**Exercise directions:** For each record that follows, give it back exactly, with no pictures included.

(Natural language region descriptions)
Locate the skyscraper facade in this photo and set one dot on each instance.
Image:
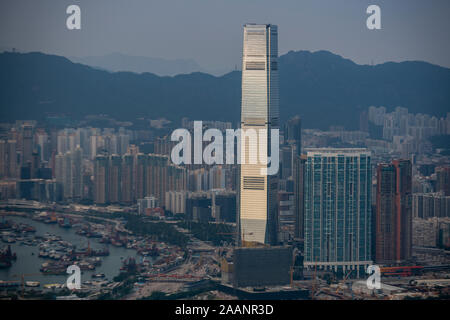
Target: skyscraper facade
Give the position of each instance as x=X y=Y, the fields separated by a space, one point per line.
x=337 y=209
x=259 y=110
x=394 y=212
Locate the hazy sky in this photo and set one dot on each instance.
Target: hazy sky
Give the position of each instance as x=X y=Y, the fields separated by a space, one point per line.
x=210 y=31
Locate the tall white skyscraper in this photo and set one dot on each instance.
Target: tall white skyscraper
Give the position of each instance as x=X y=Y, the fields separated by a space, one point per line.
x=259 y=111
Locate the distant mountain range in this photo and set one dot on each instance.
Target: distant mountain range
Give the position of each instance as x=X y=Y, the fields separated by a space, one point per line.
x=324 y=88
x=120 y=62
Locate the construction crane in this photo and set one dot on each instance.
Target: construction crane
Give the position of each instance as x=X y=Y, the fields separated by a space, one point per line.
x=313 y=289
x=244 y=243
x=343 y=281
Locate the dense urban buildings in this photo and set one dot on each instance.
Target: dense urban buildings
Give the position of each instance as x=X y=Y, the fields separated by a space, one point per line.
x=337 y=209
x=259 y=110
x=394 y=212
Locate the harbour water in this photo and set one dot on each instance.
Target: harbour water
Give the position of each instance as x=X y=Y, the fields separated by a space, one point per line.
x=28 y=261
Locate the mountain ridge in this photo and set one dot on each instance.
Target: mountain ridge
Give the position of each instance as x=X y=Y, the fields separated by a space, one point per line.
x=311 y=84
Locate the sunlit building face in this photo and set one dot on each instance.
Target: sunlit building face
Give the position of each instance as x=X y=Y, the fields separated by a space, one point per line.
x=259 y=110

**Exercise output:**
Locate the skyscraper facade in this photo and set one dot on each instance.
Image:
Target: skyscraper facade
Give the position of each instance as x=X y=Y, the fields separated by a space, one point per line.
x=337 y=209
x=259 y=110
x=394 y=212
Locate the hazy sky in this photo and set one dot on each instance.
Target: hazy sky
Give the position of each instance as x=X y=Y, the fields separated by a space, one point per line.
x=210 y=31
Locate the tall white skyscraper in this photo and set one dot on each instance.
Target: tall white skyscraper
Give the position of each instance as x=X y=Y, the fields separated by a space, one point per line.
x=259 y=111
Locate the distant mountain range in this photo and set one dot on each instance.
Target: distant mountain range
Give the position of each instance as x=X y=Y, the fields separated by a space, one point per line.
x=324 y=88
x=120 y=62
Locate the construction crane in this photo and set one dot on each instance.
Target: construction crane
Give the position of each instance as x=X y=Y, the fields separated by a space, one point per line.
x=313 y=289
x=244 y=243
x=343 y=281
Locate the dense urban buildings in this photo and set one dot on each instance.
Target: dense urban buildings
Give the position of each instance as x=X y=Y, the fields separated by a space, one point per line.
x=337 y=209
x=259 y=110
x=394 y=212
Locate the harbour water in this photo and set one dot on each instance.
Target: harbour water
Give the position of each instance as x=X y=Y, the fields separated by a space, one point per line.
x=28 y=261
Locate the mountain ridge in this photo and set one dot on each instance.
Target: mountain ridge
Give the position of each instance as x=X y=Y, the fields separated by a space, one point per line.
x=311 y=84
Locate the sunlit building face in this photo and set one dot on each instance.
Target: sunlit building face
Give the position of each instance as x=X y=Y, the fields separated by a space, one point per line.
x=259 y=110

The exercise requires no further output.